*** Opening of Dataset entries ***

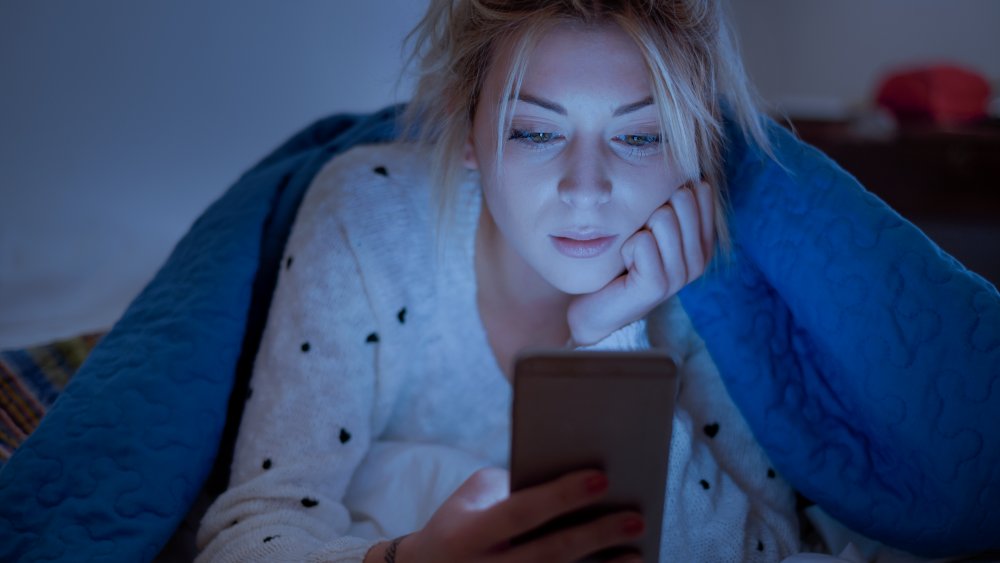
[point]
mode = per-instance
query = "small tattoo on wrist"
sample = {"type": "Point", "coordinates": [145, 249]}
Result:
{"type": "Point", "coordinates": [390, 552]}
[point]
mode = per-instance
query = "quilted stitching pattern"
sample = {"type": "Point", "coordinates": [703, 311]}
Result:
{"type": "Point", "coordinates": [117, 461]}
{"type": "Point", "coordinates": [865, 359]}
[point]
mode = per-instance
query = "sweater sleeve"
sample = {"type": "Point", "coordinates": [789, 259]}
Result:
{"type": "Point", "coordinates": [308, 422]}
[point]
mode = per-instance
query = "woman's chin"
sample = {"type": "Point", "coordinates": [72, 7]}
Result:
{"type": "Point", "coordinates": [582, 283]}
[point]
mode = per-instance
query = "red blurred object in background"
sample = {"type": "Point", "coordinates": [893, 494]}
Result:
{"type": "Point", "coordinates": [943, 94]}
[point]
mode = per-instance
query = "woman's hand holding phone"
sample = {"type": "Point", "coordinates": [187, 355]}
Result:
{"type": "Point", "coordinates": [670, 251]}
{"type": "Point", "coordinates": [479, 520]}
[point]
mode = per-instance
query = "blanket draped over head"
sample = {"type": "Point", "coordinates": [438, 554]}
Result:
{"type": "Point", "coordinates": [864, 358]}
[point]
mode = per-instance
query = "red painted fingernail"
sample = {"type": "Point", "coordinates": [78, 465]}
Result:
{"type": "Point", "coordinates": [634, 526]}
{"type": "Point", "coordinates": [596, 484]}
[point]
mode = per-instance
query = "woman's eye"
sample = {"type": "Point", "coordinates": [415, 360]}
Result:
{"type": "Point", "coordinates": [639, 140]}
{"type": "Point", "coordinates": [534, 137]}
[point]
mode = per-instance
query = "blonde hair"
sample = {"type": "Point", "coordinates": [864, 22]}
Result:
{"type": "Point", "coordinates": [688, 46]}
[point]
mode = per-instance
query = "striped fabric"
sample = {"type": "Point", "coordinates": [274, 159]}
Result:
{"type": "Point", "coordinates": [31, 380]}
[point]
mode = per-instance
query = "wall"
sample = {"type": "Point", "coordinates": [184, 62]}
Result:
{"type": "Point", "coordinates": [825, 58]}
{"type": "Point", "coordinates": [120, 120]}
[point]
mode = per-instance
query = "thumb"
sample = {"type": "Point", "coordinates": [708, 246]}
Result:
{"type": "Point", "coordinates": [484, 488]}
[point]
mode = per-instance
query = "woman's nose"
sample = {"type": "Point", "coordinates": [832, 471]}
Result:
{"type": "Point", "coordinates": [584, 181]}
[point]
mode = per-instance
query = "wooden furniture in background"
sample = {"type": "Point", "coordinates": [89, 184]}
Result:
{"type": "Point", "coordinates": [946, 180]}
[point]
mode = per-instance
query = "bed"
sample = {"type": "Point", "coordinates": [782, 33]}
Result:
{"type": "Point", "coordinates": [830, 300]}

*** Close of Dataset entries ***

> **Exercise directions**
Skip the pictures and reproduce all remaining entries exactly.

> **Response**
[point]
mode = per-instance
query = "small tattoo on wrist"
sample = {"type": "Point", "coordinates": [145, 249]}
Result:
{"type": "Point", "coordinates": [390, 552]}
[point]
mode = per-instance
query = "quilted stitching pattern"
sample = {"type": "Point", "coordinates": [703, 311]}
Result:
{"type": "Point", "coordinates": [117, 461]}
{"type": "Point", "coordinates": [865, 359]}
[point]
mode = per-instance
query = "sweater sleeve"
sample = {"type": "Point", "coordinates": [789, 259]}
Result:
{"type": "Point", "coordinates": [308, 422]}
[point]
mode = per-instance
query = "woman's chin"
sample = {"type": "Point", "coordinates": [72, 7]}
Result:
{"type": "Point", "coordinates": [582, 283]}
[point]
mode = per-instance
query = "red blurred object in background"
sample = {"type": "Point", "coordinates": [893, 494]}
Result:
{"type": "Point", "coordinates": [943, 94]}
[point]
mode = per-instance
query = "woman's hand holding phone"
sample = {"type": "Point", "coordinates": [187, 355]}
Result:
{"type": "Point", "coordinates": [670, 251]}
{"type": "Point", "coordinates": [479, 520]}
[point]
mode = per-instance
query = "blanket draped over head"
sample = {"type": "Point", "coordinates": [438, 554]}
Result:
{"type": "Point", "coordinates": [864, 358]}
[point]
mode = per-instance
query = "red painted fingernail"
sample = {"type": "Point", "coordinates": [78, 465]}
Result:
{"type": "Point", "coordinates": [634, 526]}
{"type": "Point", "coordinates": [596, 484]}
[point]
mode = per-instance
query = "woman's eye"
sample = {"type": "Point", "coordinates": [415, 360]}
Result:
{"type": "Point", "coordinates": [639, 140]}
{"type": "Point", "coordinates": [534, 137]}
[point]
mode = per-instance
query = "blonde hair"
sample = {"type": "Point", "coordinates": [864, 22]}
Result:
{"type": "Point", "coordinates": [688, 46]}
[point]
mode = per-instance
query = "striped fabric"
sample = {"type": "Point", "coordinates": [274, 159]}
Result:
{"type": "Point", "coordinates": [31, 380]}
[point]
mode = per-instance
query = "wall"
sample = {"type": "Point", "coordinates": [184, 62]}
Result:
{"type": "Point", "coordinates": [825, 58]}
{"type": "Point", "coordinates": [120, 120]}
[point]
mode = per-instance
query = "thumb"
sample = {"type": "Point", "coordinates": [708, 246]}
Result:
{"type": "Point", "coordinates": [484, 488]}
[point]
mode = per-instance
query = "woman's nose"
sample = {"type": "Point", "coordinates": [832, 471]}
Result:
{"type": "Point", "coordinates": [584, 181]}
[point]
mode = per-instance
query = "wooden furniture in background"
sample = {"type": "Point", "coordinates": [89, 184]}
Result:
{"type": "Point", "coordinates": [946, 180]}
[point]
mode = per-instance
query = "bed"
sample = {"type": "Point", "coordinates": [782, 33]}
Result:
{"type": "Point", "coordinates": [830, 300]}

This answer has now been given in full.